======== Supplied entries

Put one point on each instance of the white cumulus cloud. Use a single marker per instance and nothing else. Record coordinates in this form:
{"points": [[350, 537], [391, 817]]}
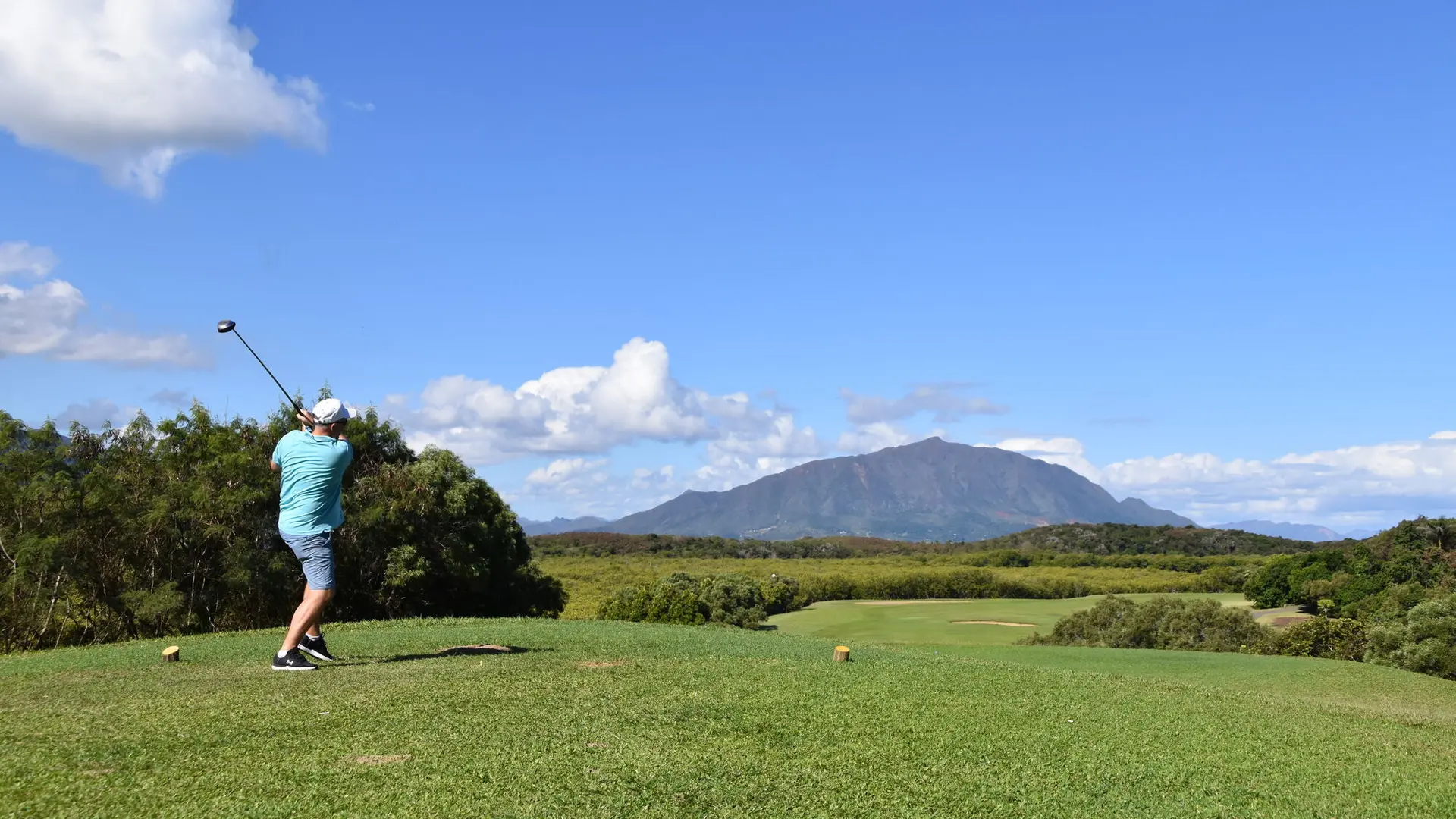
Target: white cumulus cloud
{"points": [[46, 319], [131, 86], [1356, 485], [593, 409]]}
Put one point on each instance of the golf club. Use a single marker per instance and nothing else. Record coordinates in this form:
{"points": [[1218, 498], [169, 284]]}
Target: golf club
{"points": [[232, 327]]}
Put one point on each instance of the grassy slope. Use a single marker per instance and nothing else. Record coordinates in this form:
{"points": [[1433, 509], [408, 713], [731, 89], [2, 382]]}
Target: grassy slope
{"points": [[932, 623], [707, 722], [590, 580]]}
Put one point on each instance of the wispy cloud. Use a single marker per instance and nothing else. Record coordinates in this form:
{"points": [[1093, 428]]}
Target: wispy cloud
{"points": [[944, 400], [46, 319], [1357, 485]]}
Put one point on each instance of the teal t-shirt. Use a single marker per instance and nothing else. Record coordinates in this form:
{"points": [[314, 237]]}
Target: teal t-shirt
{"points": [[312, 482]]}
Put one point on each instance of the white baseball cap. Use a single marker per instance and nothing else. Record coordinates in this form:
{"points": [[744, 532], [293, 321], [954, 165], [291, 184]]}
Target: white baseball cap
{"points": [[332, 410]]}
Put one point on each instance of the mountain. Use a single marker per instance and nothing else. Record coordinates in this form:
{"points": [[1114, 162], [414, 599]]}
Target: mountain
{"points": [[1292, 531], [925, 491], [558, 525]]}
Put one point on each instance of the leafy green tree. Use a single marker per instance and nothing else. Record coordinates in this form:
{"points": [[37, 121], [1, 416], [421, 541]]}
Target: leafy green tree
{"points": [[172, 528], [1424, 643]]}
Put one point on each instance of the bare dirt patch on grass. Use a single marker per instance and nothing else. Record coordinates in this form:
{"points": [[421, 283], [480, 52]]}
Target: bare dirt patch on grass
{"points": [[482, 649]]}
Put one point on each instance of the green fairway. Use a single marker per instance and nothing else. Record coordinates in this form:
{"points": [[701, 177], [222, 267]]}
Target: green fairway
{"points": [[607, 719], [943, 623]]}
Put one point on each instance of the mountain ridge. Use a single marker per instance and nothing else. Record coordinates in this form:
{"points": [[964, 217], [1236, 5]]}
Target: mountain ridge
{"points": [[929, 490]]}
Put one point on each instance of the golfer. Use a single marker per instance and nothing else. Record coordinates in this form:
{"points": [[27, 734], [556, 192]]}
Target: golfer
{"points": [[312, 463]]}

================

#### What the task asks
Copy the data above word for word, from the first line through the last. Leave out the pictures.

#### The result
Put one point on each instance of the white cumulus cloud. Use a single marker per instance and nothing else. Record coordinates in this form:
{"points": [[350, 537], [391, 817]]}
Target: white cumulus cloud
{"points": [[46, 319], [131, 86], [1356, 485], [593, 409]]}
Put one point on each instance of the golf club. Use a single marker per instance and nothing else. Record coordinates in this form:
{"points": [[1218, 498], [169, 284]]}
Target: golf club
{"points": [[232, 327]]}
Put one point on each instance of the grassy slope. Use a single marker per instance and nothing else. Record coordinates in this form:
{"points": [[1433, 509], [408, 713], [731, 89], [2, 382]]}
Target: grassy slope
{"points": [[932, 623], [707, 722], [590, 580]]}
Put one point on each instance of the wispy cloud. Use a single marker per instance and nothing else. Record coordinates in this form:
{"points": [[1093, 428]]}
Target: wispy cloud
{"points": [[944, 400], [46, 319], [1357, 485]]}
Put one point on each instance of the teal t-shirt. Use a single marker per instance and nothing else. Record coordinates in this form:
{"points": [[314, 237]]}
Target: teal t-shirt
{"points": [[312, 482]]}
Put one point on each instance of the white baseball cap. Use a single marker per instance and nothing else. Record coordinates in this form:
{"points": [[744, 532], [293, 321], [954, 165], [291, 184]]}
Target: white baseball cap
{"points": [[332, 410]]}
Put one point on each instance of the mountain. Use a single marker per instance and nothing else. Record coordinates in this form:
{"points": [[1114, 162], [414, 599]]}
Target: mountain
{"points": [[1292, 531], [925, 491], [558, 525]]}
Put one point on each instance of the leafy green tree. Use a single marker per instance and nothing else. Record coordinates in this form:
{"points": [[37, 121], [1, 416], [421, 541]]}
Target: leafy green tree
{"points": [[172, 528], [1424, 643]]}
Put one point on each instance of the bare dirt patch on grass. Use a single marker per instance and nothing else. Record coordinates in this form:
{"points": [[421, 283], [480, 52]]}
Target: bare dirt patch on grass
{"points": [[482, 649]]}
Put one point on each instance of the green fairway. Use a single marker per instance and nothing else. Record coordinates in this form:
{"points": [[701, 177], [222, 267]]}
Target: green fairway
{"points": [[607, 719], [943, 623]]}
Put one point on each instance of the mountain ridge. Use a single marker per instance and nothing else. Record coordinates in this form:
{"points": [[964, 217], [1236, 5]]}
Target: mountain ridge
{"points": [[929, 490]]}
Put one point on each instance of the golfer. Use a single marker per instance and nothing else. Record coordinates in this form:
{"points": [[27, 734], [556, 192]]}
Target: golfer
{"points": [[312, 463]]}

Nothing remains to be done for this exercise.